Saved entries
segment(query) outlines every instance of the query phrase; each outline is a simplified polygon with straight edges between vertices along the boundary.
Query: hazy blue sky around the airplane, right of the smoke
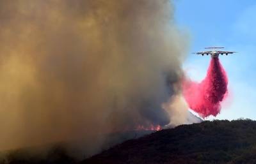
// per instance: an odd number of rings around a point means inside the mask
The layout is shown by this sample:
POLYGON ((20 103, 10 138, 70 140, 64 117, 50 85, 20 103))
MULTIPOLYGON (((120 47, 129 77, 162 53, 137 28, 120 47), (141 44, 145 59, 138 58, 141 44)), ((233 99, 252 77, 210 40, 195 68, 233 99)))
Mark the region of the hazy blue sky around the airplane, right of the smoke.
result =
MULTIPOLYGON (((220 56, 227 71, 229 97, 221 113, 207 119, 256 119, 256 1, 193 0, 174 1, 175 19, 182 30, 191 34, 190 52, 204 47, 223 46, 238 54, 220 56)), ((192 80, 206 75, 210 56, 188 54, 183 64, 192 80)))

** Assignment **
Among the entries, copy every line containing the word "instance".

** The answer **
segment(query) outlines every instance of the query phrase; each outline is a simplified polygon with straight edges between vertices along the boundary.
// per instance: an odd number of rings around a point means inside the mask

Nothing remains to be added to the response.